— BEGIN RECORDS PROVIDED —

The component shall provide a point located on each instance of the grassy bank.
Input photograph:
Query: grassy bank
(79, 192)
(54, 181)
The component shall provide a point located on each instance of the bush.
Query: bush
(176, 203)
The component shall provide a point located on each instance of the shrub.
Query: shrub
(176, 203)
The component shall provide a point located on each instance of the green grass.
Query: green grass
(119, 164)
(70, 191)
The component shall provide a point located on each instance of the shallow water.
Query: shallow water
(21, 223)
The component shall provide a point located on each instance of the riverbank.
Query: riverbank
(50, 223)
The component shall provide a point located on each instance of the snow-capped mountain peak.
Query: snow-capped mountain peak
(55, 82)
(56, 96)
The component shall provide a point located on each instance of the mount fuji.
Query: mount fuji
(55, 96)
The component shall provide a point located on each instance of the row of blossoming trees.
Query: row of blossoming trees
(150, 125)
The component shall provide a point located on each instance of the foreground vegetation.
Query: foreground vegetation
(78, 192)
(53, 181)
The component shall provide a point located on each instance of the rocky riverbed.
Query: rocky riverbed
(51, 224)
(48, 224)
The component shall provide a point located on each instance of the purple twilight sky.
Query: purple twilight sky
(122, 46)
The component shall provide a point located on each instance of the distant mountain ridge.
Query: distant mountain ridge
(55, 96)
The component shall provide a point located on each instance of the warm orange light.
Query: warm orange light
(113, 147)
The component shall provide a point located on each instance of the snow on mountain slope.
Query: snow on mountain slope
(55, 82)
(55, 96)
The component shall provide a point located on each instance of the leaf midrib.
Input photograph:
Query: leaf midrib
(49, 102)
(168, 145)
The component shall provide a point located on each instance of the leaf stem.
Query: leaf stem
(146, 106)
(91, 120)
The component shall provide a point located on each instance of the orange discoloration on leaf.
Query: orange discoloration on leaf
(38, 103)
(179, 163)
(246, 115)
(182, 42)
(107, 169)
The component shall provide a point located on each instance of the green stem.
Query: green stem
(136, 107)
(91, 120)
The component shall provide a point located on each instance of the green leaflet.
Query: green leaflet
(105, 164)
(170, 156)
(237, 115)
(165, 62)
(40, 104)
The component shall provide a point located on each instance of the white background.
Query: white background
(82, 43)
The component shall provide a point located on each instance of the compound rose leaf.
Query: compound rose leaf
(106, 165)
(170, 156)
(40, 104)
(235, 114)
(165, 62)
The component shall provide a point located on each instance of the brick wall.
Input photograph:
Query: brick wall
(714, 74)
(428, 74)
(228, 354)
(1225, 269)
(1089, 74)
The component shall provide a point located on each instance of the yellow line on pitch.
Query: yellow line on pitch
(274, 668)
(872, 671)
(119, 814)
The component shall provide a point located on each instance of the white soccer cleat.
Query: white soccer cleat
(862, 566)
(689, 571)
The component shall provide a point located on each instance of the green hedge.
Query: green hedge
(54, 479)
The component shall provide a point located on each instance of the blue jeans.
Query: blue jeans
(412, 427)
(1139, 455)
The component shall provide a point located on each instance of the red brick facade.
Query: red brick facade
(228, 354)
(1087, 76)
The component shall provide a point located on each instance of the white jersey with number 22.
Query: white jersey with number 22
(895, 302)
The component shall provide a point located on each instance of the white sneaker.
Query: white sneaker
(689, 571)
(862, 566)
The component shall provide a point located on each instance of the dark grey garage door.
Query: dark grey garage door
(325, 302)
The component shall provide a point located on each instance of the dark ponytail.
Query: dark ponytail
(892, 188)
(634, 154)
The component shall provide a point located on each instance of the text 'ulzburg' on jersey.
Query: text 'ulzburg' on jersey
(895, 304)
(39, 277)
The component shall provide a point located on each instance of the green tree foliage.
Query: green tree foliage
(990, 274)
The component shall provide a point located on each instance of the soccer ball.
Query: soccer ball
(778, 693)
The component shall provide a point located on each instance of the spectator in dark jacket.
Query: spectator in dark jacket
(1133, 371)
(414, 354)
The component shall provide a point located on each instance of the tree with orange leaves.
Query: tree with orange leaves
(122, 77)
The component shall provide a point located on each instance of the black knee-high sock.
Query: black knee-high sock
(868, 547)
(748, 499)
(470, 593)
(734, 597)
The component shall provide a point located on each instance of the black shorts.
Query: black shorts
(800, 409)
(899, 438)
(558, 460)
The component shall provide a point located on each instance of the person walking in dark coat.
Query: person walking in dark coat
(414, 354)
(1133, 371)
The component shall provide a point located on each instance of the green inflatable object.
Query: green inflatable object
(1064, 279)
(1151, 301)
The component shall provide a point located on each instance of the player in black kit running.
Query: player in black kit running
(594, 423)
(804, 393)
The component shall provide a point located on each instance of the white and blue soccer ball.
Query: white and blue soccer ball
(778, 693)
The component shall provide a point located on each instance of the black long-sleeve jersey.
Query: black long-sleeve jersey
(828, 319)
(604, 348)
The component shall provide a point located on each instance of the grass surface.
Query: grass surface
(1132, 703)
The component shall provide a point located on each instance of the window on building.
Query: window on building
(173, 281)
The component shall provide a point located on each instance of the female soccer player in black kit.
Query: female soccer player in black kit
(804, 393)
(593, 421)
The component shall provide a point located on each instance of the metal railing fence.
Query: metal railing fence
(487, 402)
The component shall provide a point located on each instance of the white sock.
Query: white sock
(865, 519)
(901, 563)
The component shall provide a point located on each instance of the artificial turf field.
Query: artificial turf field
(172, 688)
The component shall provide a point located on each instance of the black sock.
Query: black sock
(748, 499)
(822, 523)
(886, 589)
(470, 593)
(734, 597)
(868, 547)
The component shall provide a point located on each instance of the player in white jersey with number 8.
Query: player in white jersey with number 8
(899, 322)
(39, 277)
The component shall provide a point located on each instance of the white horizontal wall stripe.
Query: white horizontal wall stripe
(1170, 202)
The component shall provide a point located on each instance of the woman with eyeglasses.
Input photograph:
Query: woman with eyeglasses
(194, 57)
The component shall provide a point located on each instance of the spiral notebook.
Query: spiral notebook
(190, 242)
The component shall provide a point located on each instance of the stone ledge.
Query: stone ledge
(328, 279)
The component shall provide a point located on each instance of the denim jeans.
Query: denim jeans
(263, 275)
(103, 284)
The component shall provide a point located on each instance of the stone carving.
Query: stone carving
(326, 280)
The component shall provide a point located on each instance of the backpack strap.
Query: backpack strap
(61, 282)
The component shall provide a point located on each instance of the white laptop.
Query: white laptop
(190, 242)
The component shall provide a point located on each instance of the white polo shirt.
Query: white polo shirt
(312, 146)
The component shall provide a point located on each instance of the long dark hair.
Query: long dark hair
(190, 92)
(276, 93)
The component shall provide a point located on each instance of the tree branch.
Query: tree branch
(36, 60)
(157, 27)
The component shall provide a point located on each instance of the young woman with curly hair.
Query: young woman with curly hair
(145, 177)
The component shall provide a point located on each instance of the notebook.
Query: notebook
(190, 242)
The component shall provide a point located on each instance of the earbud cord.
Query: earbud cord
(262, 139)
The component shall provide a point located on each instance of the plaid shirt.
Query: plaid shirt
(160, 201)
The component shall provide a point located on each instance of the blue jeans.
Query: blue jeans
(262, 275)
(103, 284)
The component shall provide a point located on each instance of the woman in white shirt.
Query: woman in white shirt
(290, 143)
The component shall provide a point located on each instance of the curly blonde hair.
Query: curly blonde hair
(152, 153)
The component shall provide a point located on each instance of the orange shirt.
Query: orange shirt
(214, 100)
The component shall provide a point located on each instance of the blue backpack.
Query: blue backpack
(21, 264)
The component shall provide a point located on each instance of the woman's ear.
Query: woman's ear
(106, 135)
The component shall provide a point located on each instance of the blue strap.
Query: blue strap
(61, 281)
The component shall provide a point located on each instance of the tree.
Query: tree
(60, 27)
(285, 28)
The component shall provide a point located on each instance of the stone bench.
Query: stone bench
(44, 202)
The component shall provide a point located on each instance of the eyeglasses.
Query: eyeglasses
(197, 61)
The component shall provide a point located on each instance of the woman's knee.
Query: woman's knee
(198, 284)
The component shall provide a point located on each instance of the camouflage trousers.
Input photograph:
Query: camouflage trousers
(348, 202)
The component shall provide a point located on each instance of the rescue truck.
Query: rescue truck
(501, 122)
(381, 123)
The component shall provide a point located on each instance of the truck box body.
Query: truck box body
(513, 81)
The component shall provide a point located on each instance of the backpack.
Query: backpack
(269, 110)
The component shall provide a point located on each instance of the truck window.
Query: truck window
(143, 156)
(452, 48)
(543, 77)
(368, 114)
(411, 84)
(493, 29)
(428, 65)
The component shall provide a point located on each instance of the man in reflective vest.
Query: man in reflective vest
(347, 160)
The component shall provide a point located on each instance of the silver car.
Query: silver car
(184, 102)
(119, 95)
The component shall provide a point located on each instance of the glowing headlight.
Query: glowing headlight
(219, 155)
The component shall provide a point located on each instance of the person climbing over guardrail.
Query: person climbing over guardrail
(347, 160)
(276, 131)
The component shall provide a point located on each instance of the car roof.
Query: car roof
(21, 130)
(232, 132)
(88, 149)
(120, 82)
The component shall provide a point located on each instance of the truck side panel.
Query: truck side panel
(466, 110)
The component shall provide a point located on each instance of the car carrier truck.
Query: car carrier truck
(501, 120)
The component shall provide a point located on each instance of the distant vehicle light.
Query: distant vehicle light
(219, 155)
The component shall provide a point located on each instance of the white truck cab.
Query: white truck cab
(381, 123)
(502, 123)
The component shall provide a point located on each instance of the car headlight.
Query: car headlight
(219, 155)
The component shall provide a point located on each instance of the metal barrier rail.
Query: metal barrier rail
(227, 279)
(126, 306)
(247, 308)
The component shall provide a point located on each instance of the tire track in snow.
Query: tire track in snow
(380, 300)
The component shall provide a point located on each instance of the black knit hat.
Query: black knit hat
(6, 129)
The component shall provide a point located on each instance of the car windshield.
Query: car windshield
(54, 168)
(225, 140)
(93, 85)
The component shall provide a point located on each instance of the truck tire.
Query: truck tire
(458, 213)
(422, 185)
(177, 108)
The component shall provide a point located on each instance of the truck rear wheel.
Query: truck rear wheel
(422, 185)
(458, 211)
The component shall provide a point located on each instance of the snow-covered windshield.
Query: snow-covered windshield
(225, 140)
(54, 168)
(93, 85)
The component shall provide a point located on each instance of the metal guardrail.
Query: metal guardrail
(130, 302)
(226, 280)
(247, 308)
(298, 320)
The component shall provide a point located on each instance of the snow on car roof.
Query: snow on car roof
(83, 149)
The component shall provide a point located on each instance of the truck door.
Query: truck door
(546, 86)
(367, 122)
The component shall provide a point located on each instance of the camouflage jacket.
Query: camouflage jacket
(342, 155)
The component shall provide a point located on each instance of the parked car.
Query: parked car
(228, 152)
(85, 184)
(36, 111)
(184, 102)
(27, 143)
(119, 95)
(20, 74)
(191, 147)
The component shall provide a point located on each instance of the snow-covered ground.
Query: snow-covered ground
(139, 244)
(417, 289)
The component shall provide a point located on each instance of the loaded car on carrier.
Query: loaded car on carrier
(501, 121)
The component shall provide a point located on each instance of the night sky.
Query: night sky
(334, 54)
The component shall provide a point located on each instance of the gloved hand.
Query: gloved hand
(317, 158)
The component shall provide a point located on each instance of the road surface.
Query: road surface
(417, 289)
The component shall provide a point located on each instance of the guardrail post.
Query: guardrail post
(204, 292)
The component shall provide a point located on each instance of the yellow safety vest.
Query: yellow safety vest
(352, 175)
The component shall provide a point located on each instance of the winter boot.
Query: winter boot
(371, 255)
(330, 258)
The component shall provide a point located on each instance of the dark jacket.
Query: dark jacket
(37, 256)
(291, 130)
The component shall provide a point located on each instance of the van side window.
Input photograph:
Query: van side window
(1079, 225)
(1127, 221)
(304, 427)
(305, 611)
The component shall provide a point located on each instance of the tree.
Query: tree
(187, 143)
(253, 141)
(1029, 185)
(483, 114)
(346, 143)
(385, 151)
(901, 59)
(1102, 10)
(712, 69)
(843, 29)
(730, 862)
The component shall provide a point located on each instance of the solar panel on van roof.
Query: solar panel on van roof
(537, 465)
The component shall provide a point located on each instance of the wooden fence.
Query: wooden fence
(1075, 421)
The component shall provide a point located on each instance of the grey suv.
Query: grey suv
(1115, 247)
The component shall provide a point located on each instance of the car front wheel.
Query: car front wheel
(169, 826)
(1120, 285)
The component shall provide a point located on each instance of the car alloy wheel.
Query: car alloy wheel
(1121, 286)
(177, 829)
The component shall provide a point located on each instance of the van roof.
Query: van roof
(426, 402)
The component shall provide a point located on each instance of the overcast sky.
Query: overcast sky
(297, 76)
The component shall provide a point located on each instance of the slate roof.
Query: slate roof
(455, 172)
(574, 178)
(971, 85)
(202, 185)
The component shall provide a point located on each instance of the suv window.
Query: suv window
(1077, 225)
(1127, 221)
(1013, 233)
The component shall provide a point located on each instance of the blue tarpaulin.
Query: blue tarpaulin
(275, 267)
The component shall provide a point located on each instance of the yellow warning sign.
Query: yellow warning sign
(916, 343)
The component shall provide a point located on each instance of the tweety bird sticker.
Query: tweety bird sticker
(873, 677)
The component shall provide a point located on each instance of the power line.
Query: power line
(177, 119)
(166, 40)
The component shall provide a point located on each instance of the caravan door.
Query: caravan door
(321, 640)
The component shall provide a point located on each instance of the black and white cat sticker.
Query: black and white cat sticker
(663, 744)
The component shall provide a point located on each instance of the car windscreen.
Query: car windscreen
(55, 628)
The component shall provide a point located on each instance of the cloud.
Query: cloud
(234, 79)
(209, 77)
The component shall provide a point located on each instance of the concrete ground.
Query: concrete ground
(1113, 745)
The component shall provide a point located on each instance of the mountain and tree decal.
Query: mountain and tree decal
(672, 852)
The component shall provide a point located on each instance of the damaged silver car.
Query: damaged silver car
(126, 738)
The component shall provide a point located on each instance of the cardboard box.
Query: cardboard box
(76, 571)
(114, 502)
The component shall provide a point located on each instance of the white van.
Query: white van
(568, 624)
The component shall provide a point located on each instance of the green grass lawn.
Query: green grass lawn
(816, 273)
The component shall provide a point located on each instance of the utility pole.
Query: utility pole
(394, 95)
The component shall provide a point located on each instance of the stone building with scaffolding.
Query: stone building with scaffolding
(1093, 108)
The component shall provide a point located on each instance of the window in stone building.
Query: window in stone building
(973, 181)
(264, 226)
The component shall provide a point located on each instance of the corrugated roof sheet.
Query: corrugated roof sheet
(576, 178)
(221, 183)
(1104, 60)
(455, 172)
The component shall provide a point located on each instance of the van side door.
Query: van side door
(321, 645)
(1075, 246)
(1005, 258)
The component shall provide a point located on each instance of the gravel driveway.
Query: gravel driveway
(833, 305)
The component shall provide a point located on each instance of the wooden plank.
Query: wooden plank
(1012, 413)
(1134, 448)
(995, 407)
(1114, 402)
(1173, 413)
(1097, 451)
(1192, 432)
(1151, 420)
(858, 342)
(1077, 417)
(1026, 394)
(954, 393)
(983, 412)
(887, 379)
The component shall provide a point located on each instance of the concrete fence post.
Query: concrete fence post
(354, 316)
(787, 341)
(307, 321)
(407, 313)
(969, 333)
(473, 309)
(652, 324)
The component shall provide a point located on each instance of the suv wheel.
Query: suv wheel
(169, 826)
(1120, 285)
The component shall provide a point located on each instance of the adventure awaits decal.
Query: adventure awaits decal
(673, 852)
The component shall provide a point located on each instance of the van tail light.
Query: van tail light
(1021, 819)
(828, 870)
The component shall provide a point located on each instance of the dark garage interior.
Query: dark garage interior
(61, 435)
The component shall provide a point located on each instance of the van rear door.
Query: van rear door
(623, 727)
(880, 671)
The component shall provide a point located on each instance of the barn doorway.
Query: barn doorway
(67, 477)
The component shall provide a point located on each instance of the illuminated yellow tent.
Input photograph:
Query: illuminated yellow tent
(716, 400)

— END RECORDS PROVIDED —

• EXERCISE PROMPT:
Output only the lines running from the line with "van side door." through the final line of the data, inclusive.

• PROBLEM SOLUTION:
The component shall provide a point located on each instance of the van side door.
Query: van side door
(321, 645)
(1075, 246)
(1005, 258)
The component shall provide a point located on each instance of the gravel driveway.
Query: gravel driveway
(833, 305)
The component shall provide a point located on each instance of the wooden plank.
Query: wooden plank
(1012, 413)
(1134, 448)
(995, 407)
(1114, 402)
(1173, 413)
(1097, 451)
(1192, 432)
(1151, 420)
(858, 342)
(1077, 417)
(1026, 394)
(954, 393)
(983, 412)
(887, 379)
The component shall provide a point located on each instance of the concrete fence post.
Query: concrete fence post
(354, 316)
(787, 341)
(307, 321)
(407, 313)
(969, 333)
(473, 309)
(652, 324)
The component shall provide a point located on each instance of the suv wheel.
Query: suv wheel
(169, 826)
(1120, 285)
The component shall provide a point located on each instance of the adventure awaits decal.
Query: adventure awaits decal
(673, 852)
The component shall provide a point located on each instance of the van tail light.
Query: van tail light
(1021, 819)
(828, 870)
The component shall provide a point located on each instance of the dark garage interior.
Query: dark garage interior
(61, 435)
The component shall provide a point located on each instance of the van rear door.
Query: van rear door
(623, 727)
(880, 671)
The component shall provide a point located on each instance of the barn doorway.
Query: barn doorway
(67, 477)
The component shall provide a point located on each instance of the illuminated yellow tent.
Input photograph:
Query: illuminated yellow tent
(716, 400)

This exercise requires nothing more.